What the task requires:
Your answer must be an exact copy of the records, minus any pictures.

Exercise inputs:
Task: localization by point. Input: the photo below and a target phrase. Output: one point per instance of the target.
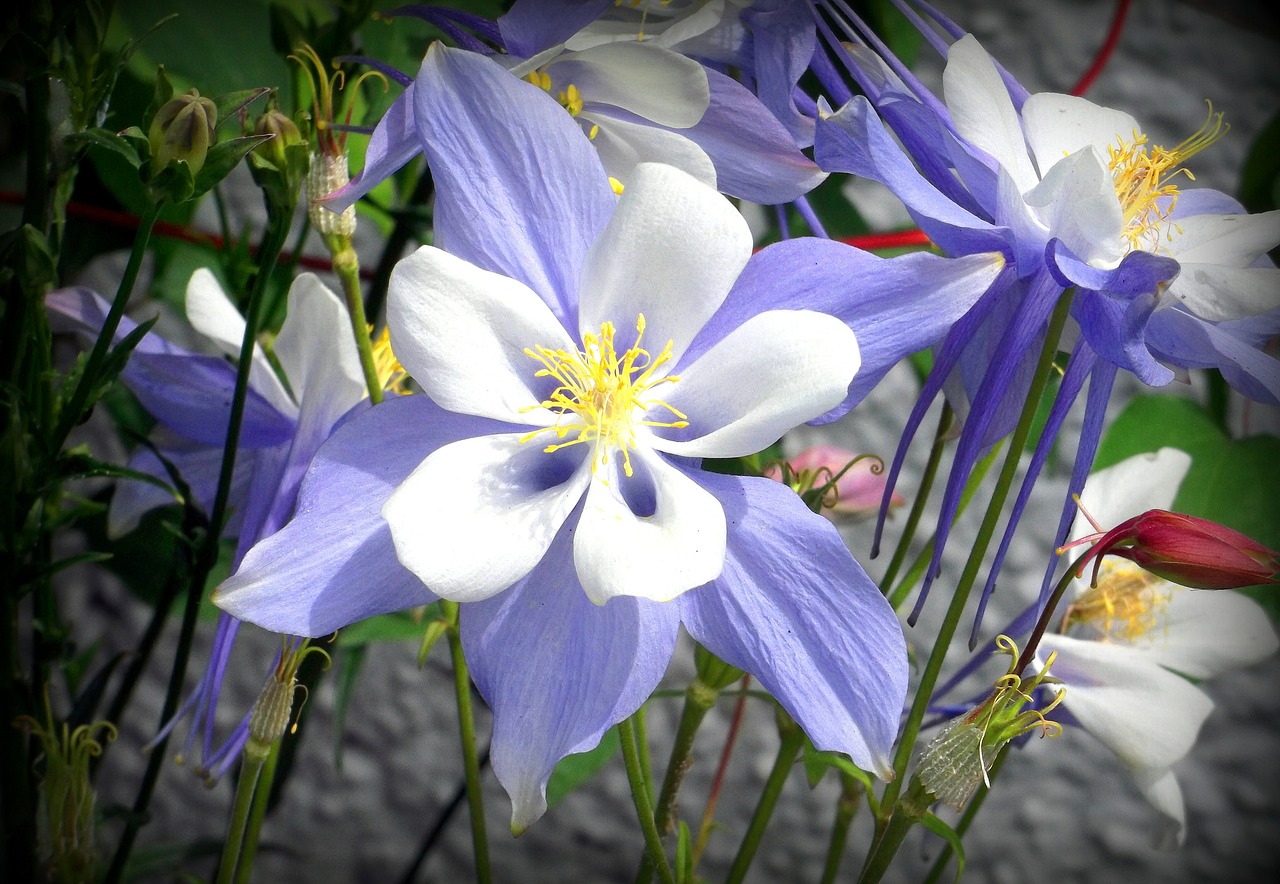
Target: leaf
(401, 626)
(577, 769)
(112, 141)
(220, 159)
(940, 828)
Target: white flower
(1136, 640)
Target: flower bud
(858, 486)
(183, 129)
(1188, 550)
(286, 131)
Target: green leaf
(112, 141)
(937, 827)
(220, 159)
(401, 626)
(577, 769)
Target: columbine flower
(1128, 644)
(577, 352)
(190, 395)
(1074, 196)
(635, 101)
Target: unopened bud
(1187, 550)
(956, 763)
(183, 129)
(286, 132)
(328, 173)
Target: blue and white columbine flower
(579, 355)
(190, 394)
(1073, 196)
(635, 101)
(1130, 644)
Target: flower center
(1124, 605)
(602, 397)
(1143, 179)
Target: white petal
(1210, 632)
(1161, 789)
(775, 371)
(478, 514)
(316, 348)
(1234, 241)
(1217, 293)
(1144, 714)
(677, 545)
(461, 331)
(213, 315)
(1078, 202)
(624, 145)
(671, 251)
(982, 110)
(1061, 124)
(654, 83)
(1130, 488)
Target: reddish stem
(1104, 55)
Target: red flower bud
(1188, 550)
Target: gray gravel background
(1064, 810)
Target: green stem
(257, 812)
(245, 789)
(922, 497)
(73, 411)
(467, 731)
(909, 811)
(792, 741)
(967, 819)
(846, 807)
(346, 264)
(206, 557)
(951, 621)
(699, 699)
(913, 576)
(644, 806)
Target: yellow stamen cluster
(1124, 605)
(600, 394)
(1143, 179)
(570, 97)
(391, 372)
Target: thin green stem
(846, 807)
(467, 732)
(967, 819)
(951, 621)
(245, 789)
(922, 497)
(346, 264)
(792, 741)
(74, 408)
(257, 812)
(917, 571)
(206, 557)
(644, 806)
(699, 700)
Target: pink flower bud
(858, 491)
(1188, 550)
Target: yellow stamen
(1143, 179)
(1124, 605)
(600, 395)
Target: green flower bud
(182, 129)
(286, 131)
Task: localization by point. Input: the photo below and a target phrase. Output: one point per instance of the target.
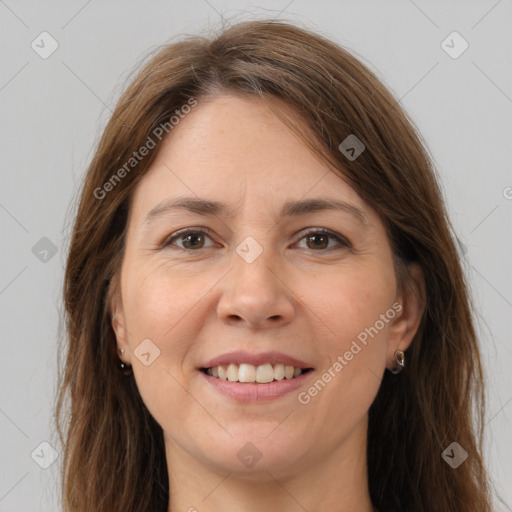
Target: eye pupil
(194, 237)
(316, 237)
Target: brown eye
(189, 240)
(319, 240)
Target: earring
(399, 362)
(125, 367)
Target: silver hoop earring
(399, 362)
(125, 367)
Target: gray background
(53, 110)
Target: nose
(255, 295)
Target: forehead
(231, 150)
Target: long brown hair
(113, 449)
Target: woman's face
(245, 280)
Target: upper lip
(240, 357)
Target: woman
(265, 305)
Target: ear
(412, 298)
(118, 320)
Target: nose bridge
(254, 291)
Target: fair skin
(305, 296)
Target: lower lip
(249, 392)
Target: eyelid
(343, 241)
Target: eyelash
(320, 231)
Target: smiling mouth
(261, 374)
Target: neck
(337, 481)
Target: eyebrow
(214, 208)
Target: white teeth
(279, 371)
(247, 373)
(262, 374)
(232, 372)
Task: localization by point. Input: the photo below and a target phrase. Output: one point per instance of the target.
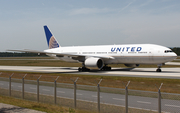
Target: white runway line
(144, 102)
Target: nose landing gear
(159, 68)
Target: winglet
(52, 42)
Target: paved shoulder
(6, 108)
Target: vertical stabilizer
(52, 42)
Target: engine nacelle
(131, 65)
(93, 63)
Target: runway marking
(144, 102)
(172, 105)
(32, 88)
(119, 99)
(45, 90)
(96, 96)
(60, 91)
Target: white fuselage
(118, 54)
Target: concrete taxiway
(172, 73)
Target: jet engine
(93, 63)
(131, 65)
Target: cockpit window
(168, 51)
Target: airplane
(98, 57)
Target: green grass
(137, 83)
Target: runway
(137, 102)
(172, 73)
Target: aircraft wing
(62, 54)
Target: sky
(89, 22)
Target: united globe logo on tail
(53, 43)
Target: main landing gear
(106, 68)
(83, 69)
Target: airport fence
(94, 98)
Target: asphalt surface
(172, 73)
(138, 102)
(6, 108)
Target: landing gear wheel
(158, 70)
(106, 68)
(80, 69)
(83, 69)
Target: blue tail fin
(52, 43)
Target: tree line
(14, 54)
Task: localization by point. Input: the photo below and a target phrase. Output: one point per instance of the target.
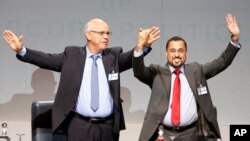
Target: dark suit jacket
(71, 65)
(159, 80)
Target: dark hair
(176, 38)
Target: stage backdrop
(50, 26)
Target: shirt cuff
(22, 52)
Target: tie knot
(94, 57)
(177, 72)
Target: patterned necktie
(175, 117)
(94, 84)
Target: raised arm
(14, 42)
(146, 37)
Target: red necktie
(175, 117)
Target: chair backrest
(41, 124)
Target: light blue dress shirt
(83, 106)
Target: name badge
(202, 90)
(113, 76)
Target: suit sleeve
(143, 73)
(43, 60)
(125, 59)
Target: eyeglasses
(102, 33)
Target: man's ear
(88, 36)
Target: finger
(21, 38)
(140, 29)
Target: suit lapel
(190, 75)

Your solution:
Task: localization by point. Input: the photo below and a target phrase. Output: one point per instance of the target.
Target: leaf
(401, 626)
(577, 769)
(112, 141)
(220, 159)
(940, 828)
Target: white flower
(1136, 640)
Target: flower bud
(858, 486)
(183, 129)
(1188, 550)
(286, 131)
Target: green leaf
(112, 141)
(937, 827)
(220, 159)
(401, 626)
(577, 769)
Target: columbine flower
(1128, 644)
(577, 352)
(190, 395)
(1074, 196)
(635, 101)
Target: unopened bud
(1187, 550)
(956, 763)
(183, 129)
(286, 132)
(328, 173)
Target: blue and white columbine flower
(579, 355)
(190, 394)
(1073, 196)
(635, 101)
(1130, 644)
Target: flower center
(1124, 605)
(602, 397)
(1143, 179)
Target: white petal
(1210, 632)
(1161, 789)
(775, 371)
(478, 514)
(316, 348)
(1234, 241)
(1217, 293)
(1144, 714)
(677, 545)
(461, 331)
(213, 315)
(1078, 202)
(624, 145)
(671, 251)
(982, 110)
(1061, 124)
(654, 83)
(1130, 488)
Target: reddish stem
(1104, 55)
Target: red flower bud
(1188, 550)
Target: gray gravel background
(1064, 810)
Target: green stem
(257, 812)
(245, 789)
(922, 497)
(73, 411)
(467, 731)
(909, 811)
(792, 741)
(967, 819)
(846, 807)
(346, 264)
(206, 557)
(951, 621)
(699, 699)
(913, 576)
(644, 806)
Target: yellow stamen cluster
(1124, 605)
(600, 394)
(1143, 179)
(570, 97)
(391, 372)
Target: thin green stem
(846, 807)
(467, 732)
(967, 819)
(951, 621)
(245, 789)
(922, 497)
(346, 264)
(792, 741)
(74, 408)
(257, 812)
(917, 571)
(206, 557)
(644, 806)
(699, 700)
Target: pink flower bud
(858, 491)
(1188, 550)
Target: yellow stamen
(1143, 179)
(1124, 605)
(600, 395)
Target: green flower bud
(182, 129)
(286, 131)
Task: localization by point. Input: the photo below and a target phrase. Output: one point per instance of the target.
Target: eye pupil
(194, 237)
(316, 237)
Target: brown eye
(189, 240)
(319, 240)
Target: earring
(399, 362)
(125, 367)
Target: silver hoop earring
(399, 362)
(125, 367)
Target: gray background
(53, 110)
Target: nose
(255, 295)
Target: forehead
(231, 150)
Target: long brown hair
(113, 449)
Target: woman's face
(245, 280)
Target: upper lip
(240, 357)
Target: woman
(265, 305)
Target: ear
(412, 298)
(118, 320)
Target: nose bridge
(254, 291)
Target: fair skin
(305, 296)
Target: lower lip
(249, 392)
Target: eyelid
(343, 241)
Target: eyelash
(320, 231)
Target: smiling mouth
(261, 374)
Target: neck
(337, 481)
Target: eyebrow
(214, 208)
Target: white teeth
(279, 371)
(247, 373)
(262, 374)
(232, 372)
Task: localization by point. Input: the photo below and a target phrase. Output: one point per instance of the target.
Target: white runway line
(144, 102)
Target: nose landing gear
(159, 68)
Target: winglet
(52, 42)
Target: paved shoulder
(6, 108)
Target: vertical stabilizer
(52, 42)
Target: engine nacelle
(131, 65)
(93, 63)
Target: runway marking
(144, 102)
(172, 105)
(32, 88)
(119, 99)
(45, 90)
(96, 96)
(60, 91)
Target: white fuselage
(118, 54)
Target: concrete taxiway
(172, 73)
Target: jet engine
(93, 63)
(131, 65)
Target: cockpit window
(168, 51)
Target: airplane
(98, 57)
Target: green grass
(137, 83)
Target: runway
(137, 102)
(172, 73)
Target: aircraft wing
(62, 54)
Target: sky
(89, 22)
Target: united globe logo on tail
(53, 43)
Target: main landing gear
(106, 68)
(83, 69)
Target: airport fence
(94, 98)
Target: asphalt surface
(172, 73)
(138, 102)
(6, 108)
Target: landing gear wheel
(158, 70)
(106, 68)
(80, 69)
(83, 69)
Target: blue tail fin
(52, 43)
Target: tree line
(14, 54)
Task: localization by point. Input: the photo below and a target phrase. Output: one point per instance of the target.
Target: dark suit jacket
(71, 65)
(159, 80)
Target: dark hair
(176, 38)
Target: stage backdrop
(50, 26)
Target: shirt cuff
(22, 52)
Target: tie knot
(94, 57)
(177, 72)
Target: patterned necktie
(175, 117)
(94, 84)
Target: raised arm
(14, 42)
(146, 37)
Target: red necktie
(175, 117)
Target: chair backrest
(41, 124)
Target: light blue dress shirt
(83, 106)
Target: name badge
(202, 90)
(113, 76)
Target: suit sleeve
(143, 73)
(43, 60)
(125, 59)
Target: eyeglasses
(102, 33)
Target: man's ear
(88, 36)
Target: finger
(21, 38)
(140, 29)
Target: suit lapel
(190, 75)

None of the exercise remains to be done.